> **Information provided**:
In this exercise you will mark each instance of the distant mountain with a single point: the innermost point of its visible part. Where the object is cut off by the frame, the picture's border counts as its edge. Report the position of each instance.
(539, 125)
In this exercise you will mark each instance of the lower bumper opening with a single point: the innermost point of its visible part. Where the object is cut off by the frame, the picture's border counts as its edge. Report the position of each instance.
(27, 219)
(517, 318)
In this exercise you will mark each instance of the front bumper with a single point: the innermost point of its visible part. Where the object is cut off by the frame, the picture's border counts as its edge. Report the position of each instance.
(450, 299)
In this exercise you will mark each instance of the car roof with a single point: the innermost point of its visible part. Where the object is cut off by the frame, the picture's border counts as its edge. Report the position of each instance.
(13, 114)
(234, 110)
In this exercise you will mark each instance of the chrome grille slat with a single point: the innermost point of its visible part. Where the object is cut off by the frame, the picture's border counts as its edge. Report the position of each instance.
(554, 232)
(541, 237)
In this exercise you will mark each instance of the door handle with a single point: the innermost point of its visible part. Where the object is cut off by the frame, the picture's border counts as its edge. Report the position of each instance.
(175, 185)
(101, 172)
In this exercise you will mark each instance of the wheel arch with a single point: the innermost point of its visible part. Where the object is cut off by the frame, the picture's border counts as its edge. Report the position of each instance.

> **Your objective**: Copy out all of the data above word for word, keeping every line as it stands.

> **Exercise response**:
In this exercise you will mark each instance of the distant mountain with a single point: the innermost point of its visible part. Where the object is cut off by the frame, the picture's border counts as its edge. Report the position of each instance.
(539, 125)
In this exercise you will mark each instance of the lower bumper opening with a single point: the innermost point of its visible part. Where the object is cut off by the frame, the picture's border counts as its edge. Report the position of each instance.
(27, 219)
(517, 318)
In this exercise you will mark each instance of the front bumper with a single point: the innermost point of its visible part. Where the object is cut off by the frame, the picture's border counts as its edge. Report the position of each instance.
(450, 299)
In this exercise you will mark each instance of the car roof with a single point: the innermost point of its visible part. Where the object is cut off by the frame, the picture's border counts as its edge. Report the position of each instance.
(13, 114)
(234, 110)
In this exercise you will mark each instance of the chrome grille slat with a single point: the innermost point of its visible part. Where the object is cut off by the frame, the picture's border counts as its edge. Report the position of each instance.
(554, 232)
(541, 237)
In this exercise you will mark each instance of the door handle with a single point: the innermost point of its visible part. Where the object is cut off by the frame, the picture's border counts as its edge. Report the position of each instance.
(175, 185)
(101, 172)
In this exercise you will mark each instance of the wheel arch with a single point: the innermost point of its visible part. Where the object is cut off by the frame, the picture's border counts as its edge. Report the position of each instance.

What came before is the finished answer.